Yönerge 1
Öğretmen atamalarıyla ilgili metinde geçen “Öğretmen mezun eden fakültelerin sayısı son 15 yılda 63’ten 92’ye, öğrenci sayısı ise 14 binden 228 bine çıktı.” cümlesini İngilizceye çeviriniz.
Yönerge 2
Öğretmen atamalarıyla ilgili metni son cümlesinden sonra sürdürünüz.

Ataması yapılmayan öğretmenler, sadece eğitim alanının değil ülkemizin de en önemli sorunlarından. Bu sorunun temel nedeni geçtiğimiz yıllarda plansızca açılan ve ihtiyacın çok üstünde mezun veren Eğitim Fakülteleri. Öğretmen mezun eden fakültelerin sayısı son 15 yılda 63’ten 92’ye, öğrenci sayısı ise 14 binden 228 bine çıktı. Mezun sayısı artarken daha fazla istihdam yaratması gereken MEB ise giderek daha az öğretmeni işe alıyor. Bu çelişkili politika Türkiye’de eğitimin geleceğine büyük bir darbe vuruyor.

Koordinat işaretleme verileri
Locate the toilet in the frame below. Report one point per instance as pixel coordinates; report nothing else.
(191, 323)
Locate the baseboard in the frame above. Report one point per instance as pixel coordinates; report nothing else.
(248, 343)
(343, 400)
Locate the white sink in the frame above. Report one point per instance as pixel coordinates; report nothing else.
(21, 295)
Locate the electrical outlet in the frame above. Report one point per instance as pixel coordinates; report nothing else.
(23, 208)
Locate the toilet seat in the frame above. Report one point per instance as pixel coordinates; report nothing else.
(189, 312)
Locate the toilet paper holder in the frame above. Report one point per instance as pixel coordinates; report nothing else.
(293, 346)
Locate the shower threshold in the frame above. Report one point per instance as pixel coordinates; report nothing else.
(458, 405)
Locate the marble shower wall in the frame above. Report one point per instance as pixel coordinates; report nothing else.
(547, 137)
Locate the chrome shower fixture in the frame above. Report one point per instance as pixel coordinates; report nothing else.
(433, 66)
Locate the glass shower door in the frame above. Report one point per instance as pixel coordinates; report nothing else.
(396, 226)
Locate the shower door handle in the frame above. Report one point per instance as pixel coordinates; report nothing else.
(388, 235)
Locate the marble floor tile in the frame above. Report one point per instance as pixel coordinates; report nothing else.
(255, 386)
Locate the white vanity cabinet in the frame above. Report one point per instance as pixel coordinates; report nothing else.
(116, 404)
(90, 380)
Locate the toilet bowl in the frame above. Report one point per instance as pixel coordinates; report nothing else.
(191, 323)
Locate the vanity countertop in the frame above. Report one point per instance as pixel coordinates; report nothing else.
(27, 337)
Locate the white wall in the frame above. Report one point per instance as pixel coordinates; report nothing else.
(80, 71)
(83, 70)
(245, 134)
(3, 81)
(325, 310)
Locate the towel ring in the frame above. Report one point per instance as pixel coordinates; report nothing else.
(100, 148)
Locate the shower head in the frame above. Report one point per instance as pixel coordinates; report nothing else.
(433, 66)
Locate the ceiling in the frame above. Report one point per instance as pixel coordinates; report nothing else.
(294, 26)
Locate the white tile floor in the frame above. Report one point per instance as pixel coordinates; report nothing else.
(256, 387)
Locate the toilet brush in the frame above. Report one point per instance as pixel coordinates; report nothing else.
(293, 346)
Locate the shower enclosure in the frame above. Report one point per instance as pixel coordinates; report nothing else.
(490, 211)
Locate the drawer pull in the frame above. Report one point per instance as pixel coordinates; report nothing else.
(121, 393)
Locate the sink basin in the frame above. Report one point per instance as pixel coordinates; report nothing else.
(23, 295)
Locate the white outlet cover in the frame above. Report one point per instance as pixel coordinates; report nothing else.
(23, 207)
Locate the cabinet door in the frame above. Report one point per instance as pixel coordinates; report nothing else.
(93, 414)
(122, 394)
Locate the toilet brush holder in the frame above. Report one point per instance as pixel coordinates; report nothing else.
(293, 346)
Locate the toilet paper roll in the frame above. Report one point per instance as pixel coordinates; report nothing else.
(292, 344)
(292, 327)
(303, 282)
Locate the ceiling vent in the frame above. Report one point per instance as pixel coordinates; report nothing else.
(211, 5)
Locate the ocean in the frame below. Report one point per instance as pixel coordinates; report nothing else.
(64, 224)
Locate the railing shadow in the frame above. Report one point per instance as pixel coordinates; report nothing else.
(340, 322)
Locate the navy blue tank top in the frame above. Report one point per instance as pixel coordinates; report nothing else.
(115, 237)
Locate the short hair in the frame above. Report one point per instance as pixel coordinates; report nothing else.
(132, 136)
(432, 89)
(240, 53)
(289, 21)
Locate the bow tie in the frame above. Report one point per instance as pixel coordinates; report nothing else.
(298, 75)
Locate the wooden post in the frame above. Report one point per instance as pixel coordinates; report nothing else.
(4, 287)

Doğru Yanıt 1
Over the last 15 years, the number of faculties graduating teachers rose from 63 to 92, and the number of students rose from 14 thousand to 228 thousand.

Doğru Yanıt 2
Çünkü ataması yapılmayan öğretmenler dediğimizde sadece rakamlardan söz etsek de bu tablonun ardında insan hikayeleri olduğunu hiç unutmamalıyız. Ataması yapılmayan öğretmenler hem mesleklerini yapamamanın hem de ekonomik zorlukların pençesinde seslerini duyurmaya çalışıyorlar. Genç eğitimciler psikolojik sorunlarla boğuşurken asıl darbe öğretmenlik mesleğine indiriliyor.
Bütün Eğitim Fakülteleri Kapansa..
MEB’in açıkladığı kontenjanlar ile atama bekleyen öğretmen sayısı arasındaki fark öyle büyük ki bugün ülkedeki bütün eğitim fakülteleri kapansa ve artık hiç öğretmen yetiştirilmese bile bütün adayların atanabilmesi için uzun yıllara ihtiyacımız var.
MEB Türkiye’de öğretmen ihtiyacını 150 bin olarak açıklarken, ataması yapılmayan öğretmen sayısı 460 bine dayandı. Ancak eğitim sendikalarına göre gerçek sayı 700 bin civarında ve bu sayı dünyadaki 55 ülkenin toplam nüfusundan bile daha fazla.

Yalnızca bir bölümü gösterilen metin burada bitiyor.